### [Set problem]
Below is the data. Give it again, complete and exact.

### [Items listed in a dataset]
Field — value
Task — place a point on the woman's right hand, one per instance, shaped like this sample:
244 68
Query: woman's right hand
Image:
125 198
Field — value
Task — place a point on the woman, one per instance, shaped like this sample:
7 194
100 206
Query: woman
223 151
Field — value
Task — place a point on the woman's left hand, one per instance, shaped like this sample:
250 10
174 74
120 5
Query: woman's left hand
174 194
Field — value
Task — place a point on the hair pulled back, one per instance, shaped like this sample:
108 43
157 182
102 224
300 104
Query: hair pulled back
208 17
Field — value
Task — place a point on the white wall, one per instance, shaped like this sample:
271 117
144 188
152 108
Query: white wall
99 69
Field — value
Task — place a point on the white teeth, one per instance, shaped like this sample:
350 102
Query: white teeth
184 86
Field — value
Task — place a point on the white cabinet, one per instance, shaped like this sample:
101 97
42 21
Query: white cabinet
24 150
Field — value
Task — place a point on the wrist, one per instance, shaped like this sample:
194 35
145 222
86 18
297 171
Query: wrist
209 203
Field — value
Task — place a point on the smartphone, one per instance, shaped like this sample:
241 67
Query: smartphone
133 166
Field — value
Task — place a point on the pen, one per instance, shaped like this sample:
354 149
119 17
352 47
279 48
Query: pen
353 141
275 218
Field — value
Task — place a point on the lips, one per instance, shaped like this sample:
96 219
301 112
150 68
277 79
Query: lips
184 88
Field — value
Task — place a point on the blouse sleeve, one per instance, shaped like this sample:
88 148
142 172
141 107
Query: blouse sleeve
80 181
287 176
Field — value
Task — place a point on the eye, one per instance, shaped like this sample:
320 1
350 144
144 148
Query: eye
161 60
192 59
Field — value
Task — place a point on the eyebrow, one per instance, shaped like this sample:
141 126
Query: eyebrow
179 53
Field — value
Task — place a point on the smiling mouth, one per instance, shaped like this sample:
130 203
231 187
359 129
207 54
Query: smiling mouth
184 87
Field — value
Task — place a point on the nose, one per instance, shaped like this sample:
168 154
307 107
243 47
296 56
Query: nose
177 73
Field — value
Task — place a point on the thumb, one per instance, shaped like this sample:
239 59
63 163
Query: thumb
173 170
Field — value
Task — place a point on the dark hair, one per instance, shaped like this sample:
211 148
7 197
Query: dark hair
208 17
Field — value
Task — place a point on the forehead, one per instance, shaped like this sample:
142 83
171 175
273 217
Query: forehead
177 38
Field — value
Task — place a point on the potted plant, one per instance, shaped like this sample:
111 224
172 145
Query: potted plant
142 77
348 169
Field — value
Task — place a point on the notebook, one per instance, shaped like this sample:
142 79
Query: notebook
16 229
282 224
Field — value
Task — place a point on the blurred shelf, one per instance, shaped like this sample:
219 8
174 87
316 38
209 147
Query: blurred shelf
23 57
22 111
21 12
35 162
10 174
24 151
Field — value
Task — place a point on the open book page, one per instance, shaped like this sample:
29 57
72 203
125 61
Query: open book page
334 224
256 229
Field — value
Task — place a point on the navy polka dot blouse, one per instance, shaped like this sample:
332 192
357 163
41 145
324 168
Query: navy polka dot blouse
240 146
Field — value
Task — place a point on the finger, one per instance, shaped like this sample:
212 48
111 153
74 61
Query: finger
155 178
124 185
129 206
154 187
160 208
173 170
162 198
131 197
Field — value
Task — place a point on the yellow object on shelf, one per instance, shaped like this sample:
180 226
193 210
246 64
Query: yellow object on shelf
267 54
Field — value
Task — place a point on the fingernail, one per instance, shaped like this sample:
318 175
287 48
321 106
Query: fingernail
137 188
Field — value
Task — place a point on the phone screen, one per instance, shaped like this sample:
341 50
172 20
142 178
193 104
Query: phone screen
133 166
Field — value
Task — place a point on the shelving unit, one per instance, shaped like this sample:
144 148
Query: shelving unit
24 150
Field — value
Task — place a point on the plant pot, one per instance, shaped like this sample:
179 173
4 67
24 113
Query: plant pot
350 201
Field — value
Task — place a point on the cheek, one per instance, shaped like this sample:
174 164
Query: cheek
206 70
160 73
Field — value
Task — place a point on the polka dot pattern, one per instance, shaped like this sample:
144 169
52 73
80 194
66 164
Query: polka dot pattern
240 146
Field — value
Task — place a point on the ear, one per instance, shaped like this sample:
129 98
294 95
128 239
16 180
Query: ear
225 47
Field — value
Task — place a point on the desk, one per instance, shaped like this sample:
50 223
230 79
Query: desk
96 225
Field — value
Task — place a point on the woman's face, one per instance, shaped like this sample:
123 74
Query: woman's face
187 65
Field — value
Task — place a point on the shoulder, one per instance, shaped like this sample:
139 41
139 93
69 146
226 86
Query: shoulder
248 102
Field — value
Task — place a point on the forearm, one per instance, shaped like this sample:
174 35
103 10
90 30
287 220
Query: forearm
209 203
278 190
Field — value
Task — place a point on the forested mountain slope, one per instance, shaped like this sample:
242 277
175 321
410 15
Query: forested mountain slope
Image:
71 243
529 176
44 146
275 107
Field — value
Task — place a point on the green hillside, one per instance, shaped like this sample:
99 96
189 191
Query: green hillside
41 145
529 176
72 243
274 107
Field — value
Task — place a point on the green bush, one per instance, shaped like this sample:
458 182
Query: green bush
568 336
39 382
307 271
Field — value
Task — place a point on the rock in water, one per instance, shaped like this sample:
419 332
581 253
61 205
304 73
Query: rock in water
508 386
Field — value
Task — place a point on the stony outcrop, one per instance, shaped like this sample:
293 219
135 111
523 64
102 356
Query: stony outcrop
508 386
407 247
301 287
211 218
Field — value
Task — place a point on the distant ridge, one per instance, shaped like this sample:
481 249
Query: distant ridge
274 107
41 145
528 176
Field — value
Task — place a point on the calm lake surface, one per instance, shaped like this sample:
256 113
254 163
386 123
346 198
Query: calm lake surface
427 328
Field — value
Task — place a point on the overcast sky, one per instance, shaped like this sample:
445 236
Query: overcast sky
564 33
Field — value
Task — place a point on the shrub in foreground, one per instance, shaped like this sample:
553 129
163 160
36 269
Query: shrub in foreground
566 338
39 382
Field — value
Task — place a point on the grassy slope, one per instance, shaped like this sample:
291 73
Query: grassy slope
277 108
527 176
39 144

### [The result]
Field — value
Task — place a point on the woman's right hand, one per instance, shaped like this sample:
244 68
Query: woman's right hand
Image:
125 198
Field — value
Task — place a point on the woman, one per instance, shaped like this sample:
7 194
100 206
Query: woman
223 151
Field — value
Task — place a point on the woman's left hand, one per instance, shaped like this sample:
250 10
174 74
120 5
Query: woman's left hand
174 194
Field — value
Task — place a point on the hair pulled back, one per instance, shaped like this sample:
108 43
157 182
102 224
300 104
Query: hair pulled back
208 17
Field — value
Task — place a point on the white wall, one per instance, shaped like this sample:
271 117
144 188
152 108
Query: white wall
99 69
Field — value
Task — place a point on the white teeth, one per instance, shaped like this sample:
350 102
Query: white teeth
184 86
Field — value
Task — place a point on the white cabinet, one per instance, shaped like this sample:
101 97
42 21
Query: white cabinet
24 150
Field — value
Task — place a point on the wrist, one per instance, shaped like this sample:
194 35
145 222
86 18
297 171
Query: wrist
209 203
Field — value
Task — place a point on the smartphone, one per instance, shaped like this sample:
241 67
Query: smartphone
133 166
Field — value
Task — place a point on the pen, one per instance, shaped like this sample:
354 149
119 17
352 47
279 48
Query: pen
353 141
275 218
Field — value
Task — place a point on the lips, one per instance, shaped like this sample:
96 219
301 112
150 68
277 79
Query: lips
184 88
Field — value
Task — place a point on the blouse sleeve, one per instance, shaped like this sample:
88 148
142 172
141 107
Query: blouse sleeve
80 181
287 176
Field — value
Task — place a point on the eye, one per instance, shaped like this sample:
320 1
350 144
144 148
Query: eye
161 60
192 59
Field — value
Task — place a point on the eyebrow, one per instance, shaped like this sample:
141 126
Query: eyebrow
179 53
Field — value
Task — place a point on the smiling mouth, one per instance, shaped like this sample:
130 203
231 187
359 129
207 54
Query: smiling mouth
184 87
Field — value
Task — place a point on the nose, one per instance, shaped like this sample:
168 154
307 107
243 47
296 56
Query: nose
177 73
Field — value
Task — place a point on the thumb, one per instance, shaped like this sample:
239 59
63 163
Query: thumb
173 170
Field — value
Task — place a point on the dark hair, one per instance, shaped like this sample:
211 148
7 197
Query: dark hair
208 17
Field — value
Task — place a point on the forehead, one per instance, shaped like this sample:
142 83
171 175
273 217
Query: forehead
177 38
Field — value
Task — place a point on the potted plant, one per instance, shaped like this sample:
111 224
172 145
Query: potted plant
142 77
348 169
Field — value
Task — place a point on the notebook, one per instance, shaped like this sample:
142 79
Query: notebook
16 229
282 224
Field — value
Task — place a point on the blurred shelf, one per instance, shaped like this sample:
219 8
174 87
316 38
209 147
Query: blurred shelf
23 57
22 111
21 12
35 162
10 174
24 151
Field — value
Task — place a point on the open book page, one per instance, shaped like this sample:
29 57
72 203
125 61
Query: open book page
334 224
256 229
Field — value
Task — place a point on the navy polka dot blouse, one per instance, shaped like this sample:
332 192
357 163
41 145
324 168
Query: navy polka dot blouse
240 146
Field — value
Task — place a point on the finger, one per instance, shaped like this sample:
212 48
111 153
74 61
Query: finger
155 178
124 185
129 206
154 187
160 208
173 170
162 198
131 197
Field — value
Task — place a point on the yellow object on shelf, one per instance, shaped like this sample:
180 226
193 210
246 64
Query: yellow object on shelf
267 54
Field — value
Task — place a point on the fingernail, one per instance, shaped like this sample:
318 175
287 48
321 106
Query: fingernail
137 188
Field — value
Task — place a point on the phone screen, one per instance, shaped like this sample:
341 50
172 20
142 178
193 104
Query: phone screen
133 166
Field — value
Task — place a point on the shelving unit, one per instance, shaped like this sample:
144 148
Query: shelving unit
24 150
Field — value
Task — place a point on the plant pot, one per instance, shaped like this sample:
179 173
4 67
24 113
Query: plant pot
350 201
Field — value
Task — place a point on the cheek, one per instance, shaped like this sample:
174 164
Query: cheek
206 70
160 73
Field — value
Task — place a point on the polka dot pattern, one per instance, shaped like this sample:
144 169
52 73
80 194
66 164
Query: polka dot pattern
240 146
Field — value
Task — place a point on the ear, one per instance, shaped like this sample:
129 98
294 95
128 239
16 180
Query: ear
225 47
Field — value
Task — place a point on the desk, one per instance, shaped like this sample:
50 223
230 79
Query: desk
96 225
Field — value
Task — place a point on the woman's face, one per instance, shaped like this sample:
123 74
Query: woman's face
187 65
Field — value
Task — place a point on the shoulder, one per instance, shaped like this sample:
139 41
139 93
69 146
226 86
Query: shoulder
248 102
Field — value
Task — place a point on the forearm, one per instance, shaped like this sample:
174 35
103 10
90 30
287 220
Query: forearm
209 203
278 190
Field — value
Task — place a point on the forested mountain slope, one per instance, shaped like this sample:
242 277
175 321
410 15
Query: forested mountain slope
Image:
71 243
529 176
44 146
275 107
Field — value
Task — place a point on the green hillside, one per instance, shaped like this sample:
99 96
189 191
Query: green hillside
41 145
529 176
72 243
274 107
Field — value
Task — place a point on the green bush, one per instance, shaped like this sample:
458 182
Query: green bush
568 336
39 382
307 271
Field — value
Task — place a point on the rock in water, one per instance, shaped like this sample:
419 332
581 253
61 205
304 73
Query: rock in water
508 386
Field — value
Task — place a point on the stony outcrop, one per instance, shaped like this sample:
293 219
135 111
523 64
102 356
Query: stony outcrop
508 386
407 247
301 287
211 218
Field — value
Task — place a point on the distant ridge, one per instance, shaped like this sample:
481 249
Query: distant ridge
274 107
41 145
528 176
Field — value
Task — place a point on the calm lake surface, one per instance, shaped like this sample:
256 113
254 163
386 123
346 198
Query: calm lake surface
427 328
Field — value
Task — place a point on the overcast sky, one per instance, shaped like this sample:
445 236
Query: overcast sky
564 33
Field — value
Task — place a point on the shrub in foreground, one per instance, shaped like this sample:
553 129
163 160
36 269
Query: shrub in foreground
566 338
39 382
Field — value
Task — place a point on the grassy slope, one per instance, shaped like this sample:
291 73
Query: grassy slope
277 108
527 176
39 144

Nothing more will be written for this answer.